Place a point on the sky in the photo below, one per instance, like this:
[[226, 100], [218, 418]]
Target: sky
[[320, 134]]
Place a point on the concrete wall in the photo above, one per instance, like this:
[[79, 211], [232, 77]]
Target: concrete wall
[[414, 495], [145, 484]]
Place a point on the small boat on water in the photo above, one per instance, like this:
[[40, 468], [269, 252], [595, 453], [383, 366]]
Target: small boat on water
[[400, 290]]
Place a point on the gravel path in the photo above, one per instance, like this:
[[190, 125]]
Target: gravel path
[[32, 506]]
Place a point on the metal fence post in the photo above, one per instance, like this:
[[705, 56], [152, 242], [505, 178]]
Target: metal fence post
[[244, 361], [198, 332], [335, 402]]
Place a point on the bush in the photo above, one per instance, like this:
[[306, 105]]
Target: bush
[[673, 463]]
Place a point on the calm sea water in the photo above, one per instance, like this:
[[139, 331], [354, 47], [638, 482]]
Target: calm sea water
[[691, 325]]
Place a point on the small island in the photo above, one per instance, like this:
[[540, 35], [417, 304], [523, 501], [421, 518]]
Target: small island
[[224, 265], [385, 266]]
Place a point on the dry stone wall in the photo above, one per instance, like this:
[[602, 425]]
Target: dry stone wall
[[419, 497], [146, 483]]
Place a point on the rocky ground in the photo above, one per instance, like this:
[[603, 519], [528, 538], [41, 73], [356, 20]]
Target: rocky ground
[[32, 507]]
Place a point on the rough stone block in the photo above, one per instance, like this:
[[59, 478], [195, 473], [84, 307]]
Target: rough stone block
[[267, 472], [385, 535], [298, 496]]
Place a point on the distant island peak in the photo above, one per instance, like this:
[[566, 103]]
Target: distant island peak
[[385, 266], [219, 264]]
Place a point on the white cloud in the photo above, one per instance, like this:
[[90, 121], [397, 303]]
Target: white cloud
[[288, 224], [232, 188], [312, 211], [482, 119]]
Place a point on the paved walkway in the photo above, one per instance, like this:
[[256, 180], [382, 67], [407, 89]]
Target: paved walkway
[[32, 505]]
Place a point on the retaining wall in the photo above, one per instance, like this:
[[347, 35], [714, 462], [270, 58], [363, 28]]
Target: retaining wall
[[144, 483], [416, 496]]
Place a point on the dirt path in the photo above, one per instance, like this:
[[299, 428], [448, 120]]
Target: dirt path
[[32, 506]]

○ ○ ○

§ **Work to complete**
Each record above must be given again exactly.

§ **Result for this task**
Place a point on the sky in the photo below, one per instance, like this:
[[226, 100], [218, 418]]
Target: sky
[[320, 134]]
Place a point on the concrete wall in the photo above, one per instance, like this:
[[79, 211], [232, 77]]
Target: concrete wall
[[414, 495], [145, 484]]
Place a point on the small boat on water in the photo above, one per instance, like this:
[[40, 468], [269, 252], [595, 453], [383, 366]]
Target: small boat on water
[[400, 290]]
Place a point on the gravel path in the photo above, one per instance, like this:
[[190, 125]]
Target: gravel path
[[32, 506]]
Place a point on the metal fence post in the photo above, one per instance, like this:
[[705, 56], [152, 242], [505, 178]]
Target: metal fence post
[[244, 361], [198, 332], [335, 402]]
Place a point on the bush in the photo above, one per instance, like this:
[[306, 105]]
Target: bush
[[673, 463]]
Place a point on the calm sea water in the photo above, one per instance, like this:
[[139, 331], [354, 47], [638, 482]]
Target: calm sea water
[[691, 325]]
Place a point on the small island in the photo above, one per instance, like this:
[[540, 35], [417, 304], [523, 501], [421, 518]]
Target: small island
[[224, 265], [385, 266]]
Place a point on the dry stone wall in the photo above, one per instance, like this:
[[602, 425]]
Target: dry stone wall
[[419, 497], [146, 483]]
Place a point on the rocky ground in the photo above, one per instance, like this:
[[603, 519], [528, 538], [41, 73], [356, 20]]
Target: rocky ground
[[32, 507]]
Place a point on the rough stone block in the photo above, one per instance, like this:
[[59, 478], [195, 473], [84, 307]]
Target: rough stone block
[[267, 472], [385, 535], [298, 496]]
Place a point on the distant island peak in the photo above, one per instance, like this:
[[566, 103]]
Target: distant island peak
[[385, 266], [219, 264]]
Place a point on the white cloud in the photo above, one per instance, like this:
[[90, 121], [397, 303]]
Target: white cloud
[[288, 224], [232, 188], [312, 211], [482, 119]]
Place a point on the paved walkway in the photo above, one per instance, like this:
[[256, 180], [382, 67], [407, 89]]
Target: paved walkway
[[32, 505]]
Place a point on the retaining wall in the photo above, one per instance, like this:
[[347, 35], [714, 462], [270, 58], [363, 28]]
Target: retaining wall
[[144, 483], [416, 496]]
Place a point on the dirt path in the photo above, one per instance, like this:
[[299, 428], [448, 120]]
Target: dirt path
[[32, 506]]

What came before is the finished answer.